Dataset entries
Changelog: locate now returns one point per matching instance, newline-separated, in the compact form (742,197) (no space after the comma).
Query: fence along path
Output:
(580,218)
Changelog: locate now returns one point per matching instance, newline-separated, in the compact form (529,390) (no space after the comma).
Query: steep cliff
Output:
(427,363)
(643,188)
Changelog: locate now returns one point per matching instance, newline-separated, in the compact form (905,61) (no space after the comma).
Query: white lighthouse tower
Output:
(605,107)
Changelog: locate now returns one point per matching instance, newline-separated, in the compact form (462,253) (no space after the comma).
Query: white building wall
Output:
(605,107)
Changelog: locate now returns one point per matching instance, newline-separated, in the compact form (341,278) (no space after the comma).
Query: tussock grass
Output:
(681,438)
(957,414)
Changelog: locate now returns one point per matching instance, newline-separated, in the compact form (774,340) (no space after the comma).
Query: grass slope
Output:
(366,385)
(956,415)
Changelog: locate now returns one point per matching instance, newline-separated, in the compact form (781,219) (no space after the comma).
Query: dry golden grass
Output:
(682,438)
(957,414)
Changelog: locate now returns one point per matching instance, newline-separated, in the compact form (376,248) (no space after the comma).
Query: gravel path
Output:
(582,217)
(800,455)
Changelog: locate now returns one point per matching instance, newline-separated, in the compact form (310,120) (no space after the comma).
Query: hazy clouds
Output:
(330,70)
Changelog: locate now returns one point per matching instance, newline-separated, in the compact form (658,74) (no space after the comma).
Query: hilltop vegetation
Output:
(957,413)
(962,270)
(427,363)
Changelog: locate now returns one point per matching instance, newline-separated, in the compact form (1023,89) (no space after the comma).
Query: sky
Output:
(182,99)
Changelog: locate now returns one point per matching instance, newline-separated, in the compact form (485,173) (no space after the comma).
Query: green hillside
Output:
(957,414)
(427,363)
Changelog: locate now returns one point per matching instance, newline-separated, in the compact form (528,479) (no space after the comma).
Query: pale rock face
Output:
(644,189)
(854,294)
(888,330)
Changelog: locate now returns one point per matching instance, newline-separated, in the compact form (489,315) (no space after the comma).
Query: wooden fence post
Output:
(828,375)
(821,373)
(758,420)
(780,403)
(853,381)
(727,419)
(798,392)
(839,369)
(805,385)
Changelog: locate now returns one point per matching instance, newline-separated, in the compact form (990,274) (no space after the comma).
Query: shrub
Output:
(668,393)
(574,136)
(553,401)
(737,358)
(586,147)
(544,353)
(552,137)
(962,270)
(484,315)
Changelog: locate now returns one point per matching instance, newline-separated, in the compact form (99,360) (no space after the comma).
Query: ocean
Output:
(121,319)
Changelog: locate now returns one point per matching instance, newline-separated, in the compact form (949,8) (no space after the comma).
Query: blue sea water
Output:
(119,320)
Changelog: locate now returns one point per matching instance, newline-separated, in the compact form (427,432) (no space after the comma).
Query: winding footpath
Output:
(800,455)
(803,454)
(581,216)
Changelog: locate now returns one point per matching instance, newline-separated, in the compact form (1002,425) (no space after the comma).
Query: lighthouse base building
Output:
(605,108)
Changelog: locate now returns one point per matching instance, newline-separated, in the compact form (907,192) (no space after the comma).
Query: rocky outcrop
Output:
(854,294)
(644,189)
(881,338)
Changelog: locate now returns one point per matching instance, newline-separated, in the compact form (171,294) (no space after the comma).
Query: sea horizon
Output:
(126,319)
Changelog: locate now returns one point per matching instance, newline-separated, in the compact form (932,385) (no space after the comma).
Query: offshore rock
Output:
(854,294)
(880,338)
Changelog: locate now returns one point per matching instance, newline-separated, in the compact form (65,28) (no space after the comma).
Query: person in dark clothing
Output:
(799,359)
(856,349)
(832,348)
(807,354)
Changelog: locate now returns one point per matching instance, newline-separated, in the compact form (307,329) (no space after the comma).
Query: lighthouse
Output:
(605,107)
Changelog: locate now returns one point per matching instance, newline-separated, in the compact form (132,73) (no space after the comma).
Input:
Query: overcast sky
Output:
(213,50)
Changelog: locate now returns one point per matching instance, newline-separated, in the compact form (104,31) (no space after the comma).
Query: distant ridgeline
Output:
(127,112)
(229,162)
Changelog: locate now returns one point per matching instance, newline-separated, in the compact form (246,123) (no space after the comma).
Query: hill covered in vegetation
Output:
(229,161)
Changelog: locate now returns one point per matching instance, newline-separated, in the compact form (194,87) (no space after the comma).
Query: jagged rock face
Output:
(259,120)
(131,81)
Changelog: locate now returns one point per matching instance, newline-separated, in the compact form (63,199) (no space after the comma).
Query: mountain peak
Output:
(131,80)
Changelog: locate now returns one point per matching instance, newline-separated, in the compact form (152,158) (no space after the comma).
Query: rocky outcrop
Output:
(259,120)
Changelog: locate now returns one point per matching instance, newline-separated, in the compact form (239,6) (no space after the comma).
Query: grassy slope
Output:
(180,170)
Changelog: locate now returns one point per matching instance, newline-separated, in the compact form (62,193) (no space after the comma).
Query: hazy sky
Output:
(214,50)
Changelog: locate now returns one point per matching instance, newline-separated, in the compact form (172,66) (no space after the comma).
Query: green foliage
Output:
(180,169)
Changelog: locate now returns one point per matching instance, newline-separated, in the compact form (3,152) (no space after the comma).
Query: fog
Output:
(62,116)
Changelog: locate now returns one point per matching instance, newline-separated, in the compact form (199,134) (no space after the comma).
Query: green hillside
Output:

- **What to do**
The exact wording of every entry above should be written out again.

- **Solution to the exercise**
Changelog: locate now returns one point per matching instance, newline-separated, in the compact form (742,197) (no space after the comma).
Query: fence along path
Output:
(580,218)
Changelog: locate now returns one point per matching instance, newline-separated, in the compact form (529,390) (no space after the comma).
Query: steep cliff
Output:
(427,363)
(643,188)
Changelog: locate now returns one point per matching instance, newline-separated, in the compact form (905,61) (no space after the comma).
Query: white lighthouse tower
Output:
(605,107)
Changelog: locate now returns one point per matching instance, newline-separated, in the compact form (462,253) (no space after the comma).
Query: white building wall
Output:
(605,107)
Changelog: locate now returns one point per matching instance, newline-separated, in the compact form (341,278) (no space after the comma).
Query: tussock grass
Output:
(681,438)
(957,414)
Changelog: locate now returns one point per matching instance, newline-separated, in the compact form (774,340) (no space after the comma).
Query: grass slope
Output:
(366,385)
(956,415)
Changelog: locate now returns one point per matching instance, newline-separated, in the compact form (781,219) (no space after the comma).
Query: dry golden grass
Output:
(682,438)
(957,414)
Changelog: locate now returns one point per matching instance, newline-separated, in the compact form (376,248) (no space after the comma).
Query: gravel path
Output:
(582,217)
(800,455)
Changelog: locate now returns one point per matching instance, newline-separated, in the compact form (310,120) (no space after the comma).
Query: hazy clouds
Output:
(330,70)
Changelog: locate now returns one point per matching instance, newline-separated, in the compact form (658,74) (no space after the comma).
Query: hilltop vegetation
Output:
(957,413)
(962,270)
(427,363)
Changelog: locate now returns one point per matching instance, newline-separated, in the compact form (1023,89) (no space after the comma).
Query: sky
Output:
(182,99)
Changelog: locate now returns one point per matching instance, newline-separated, in the compact form (485,173) (no space after the comma).
Query: green hillside
Output:
(957,414)
(427,363)
Changelog: locate now returns one point per matching instance, newline-separated, in the compact form (528,479) (no space after the comma).
Query: pale rock face
Output:
(644,189)
(854,294)
(888,330)
Changelog: locate now returns one point per matching instance, newline-separated, in the compact form (489,315) (no space after the comma).
Query: wooden fence post
Output:
(828,375)
(821,373)
(758,420)
(780,403)
(853,381)
(727,419)
(798,392)
(839,369)
(805,385)
Changelog: locate now returns one point per matching instance, newline-separated, in the compact form (990,274) (no space after the comma).
Query: shrub
Output:
(668,393)
(574,136)
(553,401)
(737,358)
(586,147)
(544,353)
(552,137)
(962,270)
(484,315)
Changelog: locate now returns one point per matching instance, newline-separated, in the compact form (99,360) (no space after the comma).
Query: ocean
Output:
(121,319)
Changelog: locate now returns one point per matching instance, newline-separated, in the compact form (949,8) (no space after the comma).
Query: blue sea water
Output:
(119,320)
Changelog: locate now returns one point per matching instance, newline-separated, in the compact form (427,432) (no space after the comma).
Query: winding footpath
Output:
(800,455)
(803,454)
(581,216)
Changelog: locate now returns one point per matching instance, newline-separated, in the compact form (1002,425) (no space after the comma).
Query: lighthouse base building
Output:
(605,108)
Changelog: locate now returns one point per matching instance, newline-separated, in the compact form (907,192) (no space after the comma).
Query: rocky outcrop
Output:
(854,294)
(644,189)
(881,338)
Changelog: locate now returns one point per matching instance, newline-separated, in the compact form (171,294) (no space after the comma).
Query: sea horizon
Output:
(126,319)
Changelog: locate now returns one point per matching instance, newline-separated, in the compact form (932,385) (no space after the comma).
Query: offshore rock
Output:
(854,294)
(880,338)
Changelog: locate now returns one point per matching instance, newline-separated, in the compact form (65,28) (no space after the comma).
Query: person in dark clothing
Output:
(799,359)
(856,349)
(832,348)
(807,354)
Changelog: locate now returns one point per matching instance, newline-separated, in the compact form (307,329) (no space after the comma).
Query: lighthouse
Output:
(605,107)
Changelog: locate now returns one point per matching instance, newline-separated, in the compact form (132,73) (no space after the comma).
Input:
Query: overcast sky
Output:
(213,50)
Changelog: locate now returns one point per matching instance, newline-separated, in the compact form (104,31) (no space after the comma).
Query: distant ridgeline
Output:
(127,112)
(229,162)
Changelog: locate now returns one point per matching instance, newline-separated, in the compact form (246,123) (no space after the comma).
Query: hill covered in vegetation
Output:
(229,161)
Changelog: locate now returns one point per matching instance, newline-separated, in the compact form (194,87) (no space after the comma).
Query: jagged rock face
Output:
(259,120)
(131,81)
Changelog: locate now returns one point per matching instance, newline-separated, in the compact form (63,199) (no space after the comma).
Query: mountain peak
Output:
(131,80)
Changelog: locate now returns one point per matching instance, newline-separated, in the compact form (152,158) (no space after the comma).
Query: rocky outcrop
Output:
(259,120)
Changelog: locate now returns one point per matching instance, newline-separated, in the compact form (239,6) (no space after the comma).
Query: grassy slope
Output:
(180,170)
Changelog: locate now returns one point per matching instance, newline-separated, in the compact form (62,193) (no space after the comma).
Query: hazy sky
Output:
(214,50)
Changelog: locate now returns one point per matching instance, newline-separated, in the compact form (172,66) (no space after the comma).
Query: green foliage
Output:
(180,169)
Changelog: locate now returns one point per matching instance, newline-separated, in the compact form (3,152) (no space after the comma).
Query: fog
Output:
(62,116)
Changelog: locate now returns one point per matching instance, newline-separated, in the compact form (199,134) (no space after the comma).
Query: green hillside
Output:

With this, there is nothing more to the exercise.